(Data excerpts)
────────────────────
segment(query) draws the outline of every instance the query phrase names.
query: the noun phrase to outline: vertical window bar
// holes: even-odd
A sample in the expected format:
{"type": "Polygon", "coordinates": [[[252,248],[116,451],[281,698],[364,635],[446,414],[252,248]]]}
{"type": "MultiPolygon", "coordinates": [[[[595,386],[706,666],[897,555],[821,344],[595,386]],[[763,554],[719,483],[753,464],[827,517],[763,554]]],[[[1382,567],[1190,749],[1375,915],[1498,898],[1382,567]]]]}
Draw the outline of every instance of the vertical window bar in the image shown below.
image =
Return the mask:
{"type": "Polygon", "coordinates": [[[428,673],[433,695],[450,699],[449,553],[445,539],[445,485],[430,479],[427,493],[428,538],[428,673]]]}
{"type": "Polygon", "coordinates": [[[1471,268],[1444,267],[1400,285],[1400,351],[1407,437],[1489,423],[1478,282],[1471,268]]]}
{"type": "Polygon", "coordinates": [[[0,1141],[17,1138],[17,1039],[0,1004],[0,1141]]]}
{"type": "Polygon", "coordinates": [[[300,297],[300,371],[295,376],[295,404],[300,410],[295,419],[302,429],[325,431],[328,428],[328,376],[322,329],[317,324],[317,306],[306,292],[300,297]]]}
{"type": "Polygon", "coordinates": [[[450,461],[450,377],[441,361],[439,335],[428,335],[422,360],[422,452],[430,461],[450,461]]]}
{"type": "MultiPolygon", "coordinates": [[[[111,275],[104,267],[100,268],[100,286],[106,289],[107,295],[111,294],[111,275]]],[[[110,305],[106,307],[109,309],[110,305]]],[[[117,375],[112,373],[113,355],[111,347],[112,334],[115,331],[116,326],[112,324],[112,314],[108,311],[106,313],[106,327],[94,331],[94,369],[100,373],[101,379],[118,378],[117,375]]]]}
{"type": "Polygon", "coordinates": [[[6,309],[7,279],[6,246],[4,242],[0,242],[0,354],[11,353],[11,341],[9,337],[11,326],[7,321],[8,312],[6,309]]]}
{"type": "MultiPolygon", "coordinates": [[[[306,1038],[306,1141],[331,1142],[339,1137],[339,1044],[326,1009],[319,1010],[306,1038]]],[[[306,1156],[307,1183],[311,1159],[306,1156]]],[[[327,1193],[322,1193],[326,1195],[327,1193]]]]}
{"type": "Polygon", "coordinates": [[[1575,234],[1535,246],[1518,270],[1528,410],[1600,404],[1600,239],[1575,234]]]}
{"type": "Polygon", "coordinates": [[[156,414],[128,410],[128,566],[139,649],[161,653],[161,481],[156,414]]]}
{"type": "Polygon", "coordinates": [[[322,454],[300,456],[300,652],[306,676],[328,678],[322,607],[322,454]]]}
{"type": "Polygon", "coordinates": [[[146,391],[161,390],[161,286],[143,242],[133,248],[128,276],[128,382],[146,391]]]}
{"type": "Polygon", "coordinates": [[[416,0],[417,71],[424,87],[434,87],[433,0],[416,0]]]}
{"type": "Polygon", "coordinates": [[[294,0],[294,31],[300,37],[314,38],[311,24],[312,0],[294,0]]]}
────────────────────
What to work on: Line by line, retype the data exactly as written.

Reply to the task:
segment(query) draws the outline of every instance the query phrase names.
query: the noun phrase to outline: vertical window bar
// holes: even-odd
A sample in the expected format:
{"type": "Polygon", "coordinates": [[[252,248],[116,451],[281,698],[364,635],[446,414],[252,248]]]}
{"type": "MultiPolygon", "coordinates": [[[[595,386],[706,666],[897,555],[821,344],[595,386]],[[763,554],[719,483],[753,464],[827,517],[763,554]]],[[[1382,567],[1190,749],[1375,915],[1498,898],[1382,567]]]]}
Draw the outline of every instance of the vertical window bar in the image shown below.
image =
Return the mask:
{"type": "Polygon", "coordinates": [[[428,673],[433,695],[450,699],[449,553],[445,539],[445,485],[430,479],[427,493],[428,538],[428,673]]]}
{"type": "Polygon", "coordinates": [[[1471,268],[1444,267],[1400,285],[1400,351],[1407,437],[1489,423],[1478,282],[1471,268]]]}
{"type": "Polygon", "coordinates": [[[0,1141],[17,1138],[17,1039],[0,1004],[0,1141]]]}
{"type": "Polygon", "coordinates": [[[300,297],[300,371],[295,376],[295,404],[300,410],[295,419],[302,429],[325,431],[328,428],[328,376],[322,329],[317,324],[317,306],[306,292],[300,297]]]}
{"type": "Polygon", "coordinates": [[[450,461],[450,377],[441,361],[439,335],[428,335],[422,360],[422,452],[430,461],[450,461]]]}
{"type": "MultiPolygon", "coordinates": [[[[111,275],[104,267],[100,268],[100,286],[106,289],[107,295],[111,294],[111,275]]],[[[110,305],[106,307],[109,309],[110,305]]],[[[117,375],[112,373],[113,355],[111,347],[112,334],[115,331],[116,326],[112,324],[112,314],[108,311],[106,313],[106,327],[94,331],[94,369],[100,373],[101,379],[118,378],[117,375]]]]}
{"type": "Polygon", "coordinates": [[[6,309],[7,279],[6,246],[4,242],[0,242],[0,354],[11,353],[11,341],[9,337],[11,326],[7,321],[8,312],[6,309]]]}
{"type": "MultiPolygon", "coordinates": [[[[306,1038],[306,1141],[331,1142],[339,1137],[339,1044],[326,1009],[319,1010],[306,1038]]],[[[306,1156],[307,1183],[311,1159],[306,1156]]],[[[327,1193],[322,1193],[326,1195],[327,1193]]]]}
{"type": "Polygon", "coordinates": [[[1575,234],[1535,246],[1518,270],[1528,410],[1600,404],[1600,239],[1575,234]]]}
{"type": "Polygon", "coordinates": [[[156,414],[128,410],[128,566],[139,649],[161,653],[161,481],[156,414]]]}
{"type": "Polygon", "coordinates": [[[322,454],[300,456],[300,652],[306,676],[328,678],[322,607],[322,454]]]}
{"type": "Polygon", "coordinates": [[[146,391],[161,390],[161,286],[143,242],[133,248],[128,276],[128,382],[146,391]]]}
{"type": "Polygon", "coordinates": [[[416,0],[417,71],[424,87],[434,87],[433,0],[416,0]]]}
{"type": "Polygon", "coordinates": [[[294,0],[294,31],[300,37],[314,38],[311,24],[312,0],[294,0]]]}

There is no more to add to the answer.